[Opening EXERCISE MATERIAL section]
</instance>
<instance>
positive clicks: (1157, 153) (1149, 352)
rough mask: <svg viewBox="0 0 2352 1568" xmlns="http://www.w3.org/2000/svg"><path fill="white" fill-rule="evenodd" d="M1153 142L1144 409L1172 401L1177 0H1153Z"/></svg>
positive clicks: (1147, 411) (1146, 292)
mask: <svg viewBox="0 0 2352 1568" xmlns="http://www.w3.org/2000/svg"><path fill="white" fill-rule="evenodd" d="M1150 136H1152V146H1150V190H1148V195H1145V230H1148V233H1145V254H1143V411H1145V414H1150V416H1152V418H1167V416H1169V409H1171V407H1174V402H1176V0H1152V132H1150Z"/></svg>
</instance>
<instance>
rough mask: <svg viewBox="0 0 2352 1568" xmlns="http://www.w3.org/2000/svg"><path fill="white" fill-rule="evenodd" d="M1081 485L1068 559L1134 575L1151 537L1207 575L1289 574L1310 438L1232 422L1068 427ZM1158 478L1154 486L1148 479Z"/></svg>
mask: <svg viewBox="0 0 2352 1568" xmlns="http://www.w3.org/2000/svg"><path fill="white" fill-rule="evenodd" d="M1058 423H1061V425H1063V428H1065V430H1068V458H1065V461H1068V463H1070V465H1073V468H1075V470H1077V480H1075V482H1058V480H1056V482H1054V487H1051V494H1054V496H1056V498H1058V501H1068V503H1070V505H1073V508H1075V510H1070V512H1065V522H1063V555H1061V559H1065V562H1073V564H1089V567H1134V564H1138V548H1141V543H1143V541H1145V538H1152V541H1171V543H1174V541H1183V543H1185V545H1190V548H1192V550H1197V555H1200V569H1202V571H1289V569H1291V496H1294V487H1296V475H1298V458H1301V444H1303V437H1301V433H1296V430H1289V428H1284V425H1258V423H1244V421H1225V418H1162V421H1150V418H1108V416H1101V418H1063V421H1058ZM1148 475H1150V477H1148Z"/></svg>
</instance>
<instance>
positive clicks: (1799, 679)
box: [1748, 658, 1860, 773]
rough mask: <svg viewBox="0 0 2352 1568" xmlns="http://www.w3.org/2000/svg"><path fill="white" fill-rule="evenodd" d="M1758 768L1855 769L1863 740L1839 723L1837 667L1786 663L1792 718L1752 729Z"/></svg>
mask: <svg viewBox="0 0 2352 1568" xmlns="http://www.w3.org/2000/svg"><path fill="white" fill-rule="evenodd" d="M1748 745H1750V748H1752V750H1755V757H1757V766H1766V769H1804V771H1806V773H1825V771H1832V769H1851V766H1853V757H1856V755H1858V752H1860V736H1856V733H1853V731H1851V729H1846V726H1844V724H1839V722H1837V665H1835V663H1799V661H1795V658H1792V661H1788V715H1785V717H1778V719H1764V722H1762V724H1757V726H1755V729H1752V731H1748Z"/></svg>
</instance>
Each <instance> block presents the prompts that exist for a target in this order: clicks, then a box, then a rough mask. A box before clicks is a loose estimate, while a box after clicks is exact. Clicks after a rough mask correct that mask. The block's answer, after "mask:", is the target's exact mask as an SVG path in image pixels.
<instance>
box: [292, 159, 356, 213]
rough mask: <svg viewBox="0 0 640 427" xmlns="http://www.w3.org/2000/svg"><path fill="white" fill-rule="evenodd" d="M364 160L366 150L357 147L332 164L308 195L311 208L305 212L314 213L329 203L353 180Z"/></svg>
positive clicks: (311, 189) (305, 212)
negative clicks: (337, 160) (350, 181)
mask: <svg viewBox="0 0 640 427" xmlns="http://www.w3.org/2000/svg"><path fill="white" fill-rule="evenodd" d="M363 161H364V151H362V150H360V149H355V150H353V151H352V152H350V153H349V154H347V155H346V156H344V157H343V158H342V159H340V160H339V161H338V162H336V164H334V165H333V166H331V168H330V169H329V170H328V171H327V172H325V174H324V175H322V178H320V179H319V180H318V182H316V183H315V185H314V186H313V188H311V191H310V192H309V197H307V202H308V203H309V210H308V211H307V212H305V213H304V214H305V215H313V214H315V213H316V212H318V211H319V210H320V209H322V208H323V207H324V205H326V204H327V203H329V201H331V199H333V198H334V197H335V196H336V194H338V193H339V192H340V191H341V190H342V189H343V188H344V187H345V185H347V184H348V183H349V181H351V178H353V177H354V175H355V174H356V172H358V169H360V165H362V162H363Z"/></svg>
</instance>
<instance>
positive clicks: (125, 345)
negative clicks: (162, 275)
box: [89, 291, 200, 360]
[Closing EXERCISE MATERIAL section]
WORK TO COMPLETE:
Starting with the line with "positive clicks: (1157, 153) (1149, 352)" above and going on through the line with "box: [1748, 658, 1860, 773]", transcribe every line exactly, both ends included, and add nothing.

ANSWER AREA:
positive clicks: (1157, 153) (1149, 352)
rough mask: <svg viewBox="0 0 2352 1568" xmlns="http://www.w3.org/2000/svg"><path fill="white" fill-rule="evenodd" d="M1153 142L1144 409L1172 401L1177 0H1153Z"/></svg>
positive clicks: (1147, 411) (1146, 292)
mask: <svg viewBox="0 0 2352 1568" xmlns="http://www.w3.org/2000/svg"><path fill="white" fill-rule="evenodd" d="M1150 136H1152V146H1150V190H1148V195H1145V230H1148V233H1145V254H1143V411H1145V414H1150V416H1152V418H1167V416H1169V409H1171V407H1174V402H1176V0H1152V132H1150Z"/></svg>
</instance>
<instance>
rough mask: <svg viewBox="0 0 2352 1568" xmlns="http://www.w3.org/2000/svg"><path fill="white" fill-rule="evenodd" d="M1081 485L1068 559L1134 575L1151 537L1207 575L1289 574L1310 438L1232 422L1068 427ZM1158 478L1154 486L1148 479Z"/></svg>
mask: <svg viewBox="0 0 2352 1568" xmlns="http://www.w3.org/2000/svg"><path fill="white" fill-rule="evenodd" d="M1058 423H1061V425H1063V428H1065V430H1068V458H1065V461H1068V463H1070V465H1073V468H1075V470H1077V480H1075V482H1058V480H1056V482H1054V487H1051V494H1054V496H1056V498H1058V501H1068V503H1070V505H1073V508H1075V510H1070V512H1065V522H1063V555H1061V559H1065V562H1073V564H1089V567H1134V564H1138V548H1141V543H1143V541H1145V538H1152V541H1171V543H1174V541H1183V543H1185V545H1190V548H1192V550H1197V555H1200V569H1202V571H1289V569H1291V496H1294V487H1296V475H1298V458H1301V444H1303V437H1301V433H1296V430H1289V428H1284V425H1258V423H1244V421H1225V418H1162V421H1150V418H1108V416H1101V418H1063V421H1058ZM1148 475H1150V477H1148Z"/></svg>
</instance>
<instance>
positive clicks: (1799, 679)
box: [1748, 658, 1860, 773]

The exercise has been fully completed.